── Trecho fornecido ──

Essa é a pergunta que me vem à mente toda vez que leio análises apressadas sobre a Geração Z e sua suposta dificuldade em encontrar a felicidade. Se uma roseira não dá abacate, por que esperamos que uma geração cresça saudável e feliz num solo onde faltaram nutrientes essenciais como autonomia, escuta, estímulo à criatividade e desenvolvimento de habilidades socioemocionais?
Precisamos olhar com mais responsabilidade para esse contexto. A Geração Z foi semeada, germinada, cultivada e adubada em um terreno marcado por excesso de controle, hiperexposição, medicalização precoce, escolas robotizadas e ambientes familiares muitas vezes desconectados emocionalmente. Agora que eles chegaram ao mercado de trabalho, cobramos deles protagonismo, entusiasmo, maturidade e resiliência — mas quem preparou esse caminho?

───
── Informações de origem ──

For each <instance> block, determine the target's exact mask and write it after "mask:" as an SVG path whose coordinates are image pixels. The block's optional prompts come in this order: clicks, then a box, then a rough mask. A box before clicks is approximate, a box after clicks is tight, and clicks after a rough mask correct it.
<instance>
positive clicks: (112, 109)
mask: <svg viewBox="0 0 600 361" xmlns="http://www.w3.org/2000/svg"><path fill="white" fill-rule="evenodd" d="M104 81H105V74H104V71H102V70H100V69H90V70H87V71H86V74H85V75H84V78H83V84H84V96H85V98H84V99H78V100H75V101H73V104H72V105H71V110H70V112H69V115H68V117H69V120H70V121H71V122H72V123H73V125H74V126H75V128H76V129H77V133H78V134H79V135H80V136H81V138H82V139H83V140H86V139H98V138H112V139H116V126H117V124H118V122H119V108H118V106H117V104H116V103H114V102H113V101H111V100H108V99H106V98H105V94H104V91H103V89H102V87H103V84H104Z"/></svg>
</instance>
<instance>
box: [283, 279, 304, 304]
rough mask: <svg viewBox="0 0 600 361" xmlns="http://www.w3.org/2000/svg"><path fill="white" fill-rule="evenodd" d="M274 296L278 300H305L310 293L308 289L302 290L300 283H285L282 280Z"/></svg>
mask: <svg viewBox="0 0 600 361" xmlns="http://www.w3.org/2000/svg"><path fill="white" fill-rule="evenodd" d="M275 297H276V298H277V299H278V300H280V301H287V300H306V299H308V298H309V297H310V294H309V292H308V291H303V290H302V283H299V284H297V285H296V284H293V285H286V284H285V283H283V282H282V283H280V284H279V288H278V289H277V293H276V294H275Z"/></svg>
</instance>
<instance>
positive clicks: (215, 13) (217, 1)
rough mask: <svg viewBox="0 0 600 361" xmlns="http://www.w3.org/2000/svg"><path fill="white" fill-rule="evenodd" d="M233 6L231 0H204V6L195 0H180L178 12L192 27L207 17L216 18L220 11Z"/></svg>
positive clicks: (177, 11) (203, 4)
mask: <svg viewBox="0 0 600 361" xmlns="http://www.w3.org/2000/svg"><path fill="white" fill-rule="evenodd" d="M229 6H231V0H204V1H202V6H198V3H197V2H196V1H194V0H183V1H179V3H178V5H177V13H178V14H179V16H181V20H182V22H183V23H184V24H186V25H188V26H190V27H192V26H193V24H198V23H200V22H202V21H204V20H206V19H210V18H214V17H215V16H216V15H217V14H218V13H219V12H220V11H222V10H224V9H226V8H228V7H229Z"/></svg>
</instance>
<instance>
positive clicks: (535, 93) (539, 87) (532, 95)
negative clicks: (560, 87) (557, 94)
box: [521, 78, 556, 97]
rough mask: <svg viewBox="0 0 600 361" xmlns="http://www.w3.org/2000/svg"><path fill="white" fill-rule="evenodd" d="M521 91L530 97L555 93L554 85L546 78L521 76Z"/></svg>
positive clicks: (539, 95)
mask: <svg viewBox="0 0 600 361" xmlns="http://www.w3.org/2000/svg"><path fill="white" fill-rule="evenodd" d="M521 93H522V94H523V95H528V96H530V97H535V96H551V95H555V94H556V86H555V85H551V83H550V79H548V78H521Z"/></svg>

───

Escreva a continuação do trecho sobre a Geração Z, começando logo após a última frase.

Lembro aqui da sabedoria ancestral africana: “É preciso uma aldeia inteira para educar uma criança.” Será que a nossa aldeia — pais, educadores, empresas, médicos, mídia e sociedade — preparou essa geração para a vida adulta? Criamos jovens autônomos, críticos e emocionalmente preparados? Ou entregamos apenas o que o mercado pediu: desempenho técnico, produtividade e respostas imediatas?
Será que as escolas formaram leitores de mundo ou apenas replicadores de conteúdo? Será que os profissionais de saúde cuidaram do emocional antes de prescrever medicamentos? Será que o audiovisual subestimou a inteligência dessa geração, oferecendo apenas conteúdos pasteurizados, que não estimulam a curiosidade nem o senso de pertencimento?